Data shown |
++++

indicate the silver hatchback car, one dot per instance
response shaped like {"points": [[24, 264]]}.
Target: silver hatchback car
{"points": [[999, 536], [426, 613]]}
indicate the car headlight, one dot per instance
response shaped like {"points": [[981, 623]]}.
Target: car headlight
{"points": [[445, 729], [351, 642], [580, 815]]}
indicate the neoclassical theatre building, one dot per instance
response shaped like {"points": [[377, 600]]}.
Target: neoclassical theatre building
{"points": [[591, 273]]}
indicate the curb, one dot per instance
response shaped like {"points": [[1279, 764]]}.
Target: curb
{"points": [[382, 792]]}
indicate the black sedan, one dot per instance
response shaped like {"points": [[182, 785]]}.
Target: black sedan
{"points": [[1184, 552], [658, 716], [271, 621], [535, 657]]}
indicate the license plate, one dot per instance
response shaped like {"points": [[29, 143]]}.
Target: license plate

++++

Work to be completed | Put every line of the records above into a JSON list of strings, with one string per line and no blank lines.

The result |
[
  "indicate the silver hatchback car, one dot per instance",
  "response shaped like {\"points\": [[24, 264]]}.",
  "Target: silver hatchback car",
  "{\"points\": [[999, 536], [426, 613]]}",
  "indicate the car headlight, one dot per instance",
  "response shaped like {\"points\": [[981, 623]]}.",
  "Target: car headlight",
  "{\"points\": [[445, 729], [351, 642], [580, 815]]}",
  "indicate the neoclassical theatre building, one dot per instance",
  "response shaped like {\"points\": [[377, 600]]}.",
  "Target: neoclassical theatre building",
  "{\"points\": [[591, 273]]}",
  "indicate the curb, one dot per instance",
  "response shaped like {\"points\": [[1279, 764]]}.",
  "Target: curb",
  "{\"points\": [[382, 792]]}",
  "indicate the black sedan, one dot per instance",
  "response shaped like {\"points\": [[182, 785]]}.",
  "Target: black sedan",
  "{\"points\": [[1184, 552], [658, 716], [271, 621], [535, 657]]}",
  "indicate the license plate, one dot per instance",
  "response shaped like {\"points\": [[29, 143]]}.",
  "Target: license plate"
]